You may have tie-dyed your clothing as a kid and thought you’d never do it again. The style can be cute, over-the-top and far out, but only a small amount of fashionistas would look to it as stylish. Dye-ing and Tie dye-ing are techniques that have a lot more possibilities than day-glow colors shaped into rainbow waves. 

Using a single color can be unexpectedly subtle. Tye dying with bleach turns out much spookier than you might think. 

Here are some approaches to dye-ing you probably haven’t tried, but should.


Roll a T-shirt or other clothing item around a string and then pull the ends of the string together to form a circle. Using a condiment-style bottle, drizzle ink onto the wrapped up shirt. You can do it in one or a few colors. Let sit and unwrap. The resulting design looks like a web or honeycomb. 

Reverse Tye Die
Using a fork, twist a black shirt in a circle like its cotton candy and then wrap it with rubber bands. Pour a teaspoon or less of bleach in-between the rubber bands. Cover those bleached areas with other colors. The result will be colors on a black background in a swirly stye that common in Tie Dye, yet rarely seen on a black background.

Short problem A -
Write out the part of the tie-dye text from "Here are some" up to and including "a black background.".
Short problem B -
In the tie-dye text, rewrite the paragraph that begins "Roll a T-shirt or other clothing item" as a short list of steps. Keep its main facts.
Short problem C -
In the tie-dye text, what tool is used to twist the black shirt for the Reverse Tye Die technique?

Collected material -
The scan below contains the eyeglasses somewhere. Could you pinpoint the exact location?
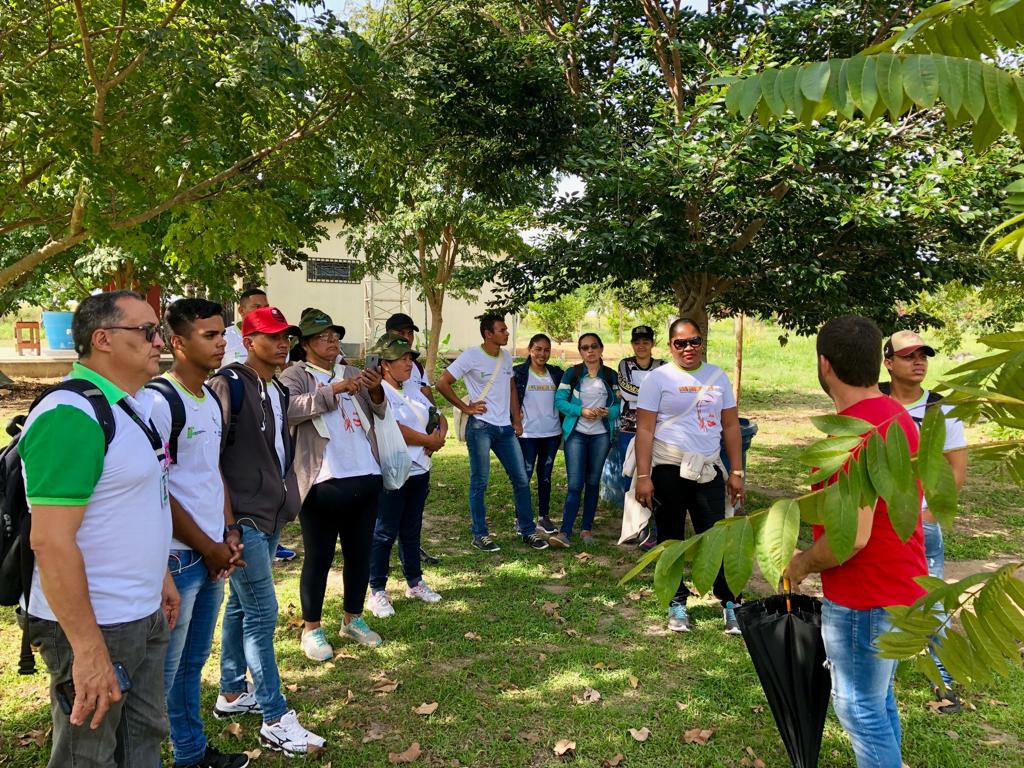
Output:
[672,336,703,349]
[100,323,160,344]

Correct result A -
Here are some approaches to dye-ing you probably haven’t tried, but should.


Roll a T-shirt or other clothing item around a string and then pull the ends of the string together to form a circle. Using a condiment-style bottle, drizzle ink onto the wrapped up shirt. You can do it in one or a few colors. Let sit and unwrap. The resulting design looks like a web or honeycomb. 

Reverse Tye Die
Using a fork, twist a black shirt in a circle like its cotton candy and then wrap it with rubber bands. Pour a teaspoon or less of bleach in-between the rubber bands. Cover those bleached areas with other colors. The result will be colors on a black background in a swirly stye that common in Tie Dye, yet rarely seen on a black background.

Correct result B -
- Roll a T-shirt or other clothing item around a string.
- Pull the ends of the string together to form a circle.
- Use a condiment-style bottle to drizzle ink onto the wrapped shirt, in one or a few colors.
- Let it sit, then unwrap it.
- The design looks like a web or honeycomb.

Correct result C -
A fork.